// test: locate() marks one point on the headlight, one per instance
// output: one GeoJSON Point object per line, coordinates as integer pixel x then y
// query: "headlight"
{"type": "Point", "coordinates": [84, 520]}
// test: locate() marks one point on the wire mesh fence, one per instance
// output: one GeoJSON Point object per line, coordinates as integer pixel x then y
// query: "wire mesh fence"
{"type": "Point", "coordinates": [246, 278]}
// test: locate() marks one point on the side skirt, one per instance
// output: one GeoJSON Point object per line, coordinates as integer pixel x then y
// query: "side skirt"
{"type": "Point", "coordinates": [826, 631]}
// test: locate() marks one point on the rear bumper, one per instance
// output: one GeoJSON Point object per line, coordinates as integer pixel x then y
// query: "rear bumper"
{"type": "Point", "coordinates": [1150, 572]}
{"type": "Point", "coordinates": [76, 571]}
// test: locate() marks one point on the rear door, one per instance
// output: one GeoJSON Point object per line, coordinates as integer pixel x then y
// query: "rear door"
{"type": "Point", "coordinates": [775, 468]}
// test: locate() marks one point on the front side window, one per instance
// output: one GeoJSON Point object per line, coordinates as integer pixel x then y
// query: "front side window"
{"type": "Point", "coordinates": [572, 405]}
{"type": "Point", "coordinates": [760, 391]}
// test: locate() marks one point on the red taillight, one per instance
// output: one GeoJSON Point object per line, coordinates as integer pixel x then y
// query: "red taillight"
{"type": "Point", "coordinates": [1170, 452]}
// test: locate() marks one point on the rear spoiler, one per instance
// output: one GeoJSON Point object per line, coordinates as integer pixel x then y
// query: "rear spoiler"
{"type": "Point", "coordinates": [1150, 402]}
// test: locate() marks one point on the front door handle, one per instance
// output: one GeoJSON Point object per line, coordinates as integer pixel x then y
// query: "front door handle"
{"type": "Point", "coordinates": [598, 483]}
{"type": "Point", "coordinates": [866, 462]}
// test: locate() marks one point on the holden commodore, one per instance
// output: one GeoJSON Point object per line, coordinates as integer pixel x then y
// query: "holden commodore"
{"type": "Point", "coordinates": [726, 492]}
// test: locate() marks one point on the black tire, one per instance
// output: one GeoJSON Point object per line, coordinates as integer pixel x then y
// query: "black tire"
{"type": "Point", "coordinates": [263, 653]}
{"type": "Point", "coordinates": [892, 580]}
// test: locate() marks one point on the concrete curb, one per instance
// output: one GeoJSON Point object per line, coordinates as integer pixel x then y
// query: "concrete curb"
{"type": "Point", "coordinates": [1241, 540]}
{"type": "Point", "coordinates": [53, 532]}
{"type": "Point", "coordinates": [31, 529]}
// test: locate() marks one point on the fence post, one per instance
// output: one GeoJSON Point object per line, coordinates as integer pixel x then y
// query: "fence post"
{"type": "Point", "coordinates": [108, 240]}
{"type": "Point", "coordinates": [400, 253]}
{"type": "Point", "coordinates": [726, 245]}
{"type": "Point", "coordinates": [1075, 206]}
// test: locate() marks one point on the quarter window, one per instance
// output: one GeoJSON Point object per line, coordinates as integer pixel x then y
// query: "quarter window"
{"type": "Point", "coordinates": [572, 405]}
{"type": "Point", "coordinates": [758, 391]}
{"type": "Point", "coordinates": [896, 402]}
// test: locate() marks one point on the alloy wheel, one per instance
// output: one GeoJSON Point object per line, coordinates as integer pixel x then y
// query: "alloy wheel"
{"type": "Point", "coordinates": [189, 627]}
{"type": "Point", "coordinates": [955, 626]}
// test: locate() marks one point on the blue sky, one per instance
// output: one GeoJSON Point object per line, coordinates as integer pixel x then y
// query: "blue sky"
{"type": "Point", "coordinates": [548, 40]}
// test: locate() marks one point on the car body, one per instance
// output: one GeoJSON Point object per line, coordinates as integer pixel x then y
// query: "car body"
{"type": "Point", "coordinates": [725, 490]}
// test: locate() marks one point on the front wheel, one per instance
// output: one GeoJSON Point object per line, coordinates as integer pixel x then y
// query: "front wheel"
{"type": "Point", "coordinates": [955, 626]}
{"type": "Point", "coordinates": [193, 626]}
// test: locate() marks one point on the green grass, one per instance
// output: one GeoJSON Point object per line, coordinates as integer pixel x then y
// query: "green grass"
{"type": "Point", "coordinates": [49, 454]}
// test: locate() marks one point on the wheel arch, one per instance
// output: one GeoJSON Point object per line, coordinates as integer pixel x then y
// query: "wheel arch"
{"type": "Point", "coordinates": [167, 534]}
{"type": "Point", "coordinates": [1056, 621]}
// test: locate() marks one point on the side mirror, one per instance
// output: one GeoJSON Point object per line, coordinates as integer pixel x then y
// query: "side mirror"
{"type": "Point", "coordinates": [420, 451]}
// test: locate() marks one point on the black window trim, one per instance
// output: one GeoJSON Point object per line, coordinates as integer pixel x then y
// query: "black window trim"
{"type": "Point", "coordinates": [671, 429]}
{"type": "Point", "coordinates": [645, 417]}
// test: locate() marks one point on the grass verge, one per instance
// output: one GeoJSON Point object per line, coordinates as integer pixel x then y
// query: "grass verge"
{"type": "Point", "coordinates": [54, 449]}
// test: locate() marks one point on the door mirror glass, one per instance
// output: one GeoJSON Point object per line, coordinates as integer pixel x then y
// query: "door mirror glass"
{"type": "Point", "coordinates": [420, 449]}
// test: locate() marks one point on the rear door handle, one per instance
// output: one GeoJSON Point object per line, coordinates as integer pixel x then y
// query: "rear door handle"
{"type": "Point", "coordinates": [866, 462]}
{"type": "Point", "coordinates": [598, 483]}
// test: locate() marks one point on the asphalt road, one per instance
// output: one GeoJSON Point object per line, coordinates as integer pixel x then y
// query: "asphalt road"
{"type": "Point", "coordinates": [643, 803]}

━━━━━━

*YOUR GOAL*:
Go through the records and copy all of them exactly.

*TASK RESPONSE*:
// test: locate() marks one point on the headlight, one per instance
// output: one GeoJSON Point object per line, coordinates as integer pixel x then y
// query: "headlight"
{"type": "Point", "coordinates": [84, 520]}
// test: locate() marks one point on the wire mesh fence, one per instance
// output: one GeoJSON Point object per line, coordinates as integer pixel x then y
// query: "wire mesh fence"
{"type": "Point", "coordinates": [246, 278]}
// test: locate() marks one point on the side skirt, one per instance
// output: one GeoJSON Point object per line, coordinates as integer pixel x then y
// query: "side skirt"
{"type": "Point", "coordinates": [826, 631]}
// test: locate() marks one point on the rear bumper, one per instance
// output: one GeoJSON Point object per line, coordinates as integer pixel x then y
// query: "rear bumper"
{"type": "Point", "coordinates": [1150, 572]}
{"type": "Point", "coordinates": [76, 571]}
// test: locate() marks one point on the rear door, one per instance
// output: one GeoJSON Point object per line, coordinates as integer pixel x then y
// query: "rear door"
{"type": "Point", "coordinates": [775, 468]}
// test: locate() marks one point on the front side window, one per instance
// output: one GeoJSON Point object per line, coordinates as integer pixel x then y
// query: "front side window"
{"type": "Point", "coordinates": [572, 405]}
{"type": "Point", "coordinates": [760, 391]}
// test: locate() marks one point on the red taillight, one per instance
// output: one GeoJSON Point object per line, coordinates as integer pixel x then y
// query: "red taillight"
{"type": "Point", "coordinates": [1170, 452]}
// test: locate() marks one point on the rear spoiler, one per instance
// output: one GeoJSON Point object per line, coordinates as integer pixel x then y
// query: "rear spoiler"
{"type": "Point", "coordinates": [1150, 402]}
// test: locate() marks one point on the front door handle, one per instance
// output: one GeoJSON Point object per line, coordinates as integer pixel x then y
// query: "front door handle"
{"type": "Point", "coordinates": [598, 483]}
{"type": "Point", "coordinates": [866, 462]}
// test: locate() marks one point on the holden commodore, one per instance
// output: one GeoJSON Point object per line, coordinates as integer pixel x then y
// query: "holden commodore"
{"type": "Point", "coordinates": [726, 492]}
// test: locate() marks one point on the black tire, one per instance
// output: one GeoJSON Point object per line, coordinates as integer pixel x then y
// query: "black tire"
{"type": "Point", "coordinates": [263, 653]}
{"type": "Point", "coordinates": [892, 580]}
// test: locate() marks one point on the concrete curb, one per instance
// output: one GeoJSON Point object per line, coordinates as integer pixel x then y
// query: "concrete curb"
{"type": "Point", "coordinates": [1241, 540]}
{"type": "Point", "coordinates": [53, 532]}
{"type": "Point", "coordinates": [31, 529]}
// test: locate() marks one point on the fence post, one per instance
// output: one GeoJSON Point object per line, coordinates as integer pixel x then y
// query: "fence post"
{"type": "Point", "coordinates": [108, 240]}
{"type": "Point", "coordinates": [400, 253]}
{"type": "Point", "coordinates": [726, 245]}
{"type": "Point", "coordinates": [1075, 206]}
// test: locate() marks one point on the quarter window, one per instance
// output: one GeoJSON Point object per line, coordinates as integer pixel x then y
// query: "quarter window"
{"type": "Point", "coordinates": [572, 405]}
{"type": "Point", "coordinates": [758, 391]}
{"type": "Point", "coordinates": [896, 402]}
// test: locate() marks one point on the alloy wheel, one per instance
// output: one GeoJSON Point object per line, coordinates as integer pixel x then y
// query: "alloy wheel"
{"type": "Point", "coordinates": [189, 627]}
{"type": "Point", "coordinates": [955, 626]}
// test: locate() marks one point on the blue sky, one per instance
// output: one GeoJSON Point object per line, coordinates as integer pixel x then y
// query: "blue sky"
{"type": "Point", "coordinates": [548, 40]}
// test: locate() marks one point on the car body, one per instance
// output: one GeoJSON Point object per line, coordinates as integer pixel x then y
// query: "car body"
{"type": "Point", "coordinates": [725, 490]}
// test: locate() marks one point on the front wheel, one per instance
// output: one GeoJSON Point object per line, coordinates as integer pixel x then y
// query: "front wheel"
{"type": "Point", "coordinates": [955, 626]}
{"type": "Point", "coordinates": [193, 626]}
// test: locate() marks one point on the green grass, one per instance
// output: one GeoJSON Point object per line, coordinates as integer pixel x then y
// query: "green grass"
{"type": "Point", "coordinates": [49, 454]}
// test: locate() marks one point on the wheel arch, one per instance
// output: one GeoJSON Point object per line, coordinates as integer pixel x then y
// query: "wheel arch"
{"type": "Point", "coordinates": [167, 534]}
{"type": "Point", "coordinates": [1056, 621]}
// test: locate() marks one point on the side mirror, one per instance
// output: one GeoJSON Point object per line, coordinates as integer pixel x then y
// query: "side mirror"
{"type": "Point", "coordinates": [420, 451]}
// test: locate() marks one point on the black window trim, one per instance
// output: one GeoJSON Point object per line, coordinates as integer pixel x then y
// query: "black window trim"
{"type": "Point", "coordinates": [671, 429]}
{"type": "Point", "coordinates": [645, 417]}
// test: locate() marks one point on the grass verge, one per instance
// output: one GeoJSON Point object per line, coordinates as integer pixel x then y
// query: "grass verge"
{"type": "Point", "coordinates": [54, 449]}
// test: locate() marks one point on the door mirror glass, one per instance
// output: one GeoJSON Point object per line, coordinates as integer pixel x then y
// query: "door mirror glass"
{"type": "Point", "coordinates": [420, 449]}
// test: locate() marks one point on the rear door handle, one per instance
// output: one GeoJSON Point object per line, coordinates as integer pixel x then y
// query: "rear door handle"
{"type": "Point", "coordinates": [866, 462]}
{"type": "Point", "coordinates": [598, 483]}
// test: locate() marks one point on the asphalt road, one per instance
// output: one GeoJSON Point object per line, coordinates as integer pixel x then y
// query: "asphalt road"
{"type": "Point", "coordinates": [643, 803]}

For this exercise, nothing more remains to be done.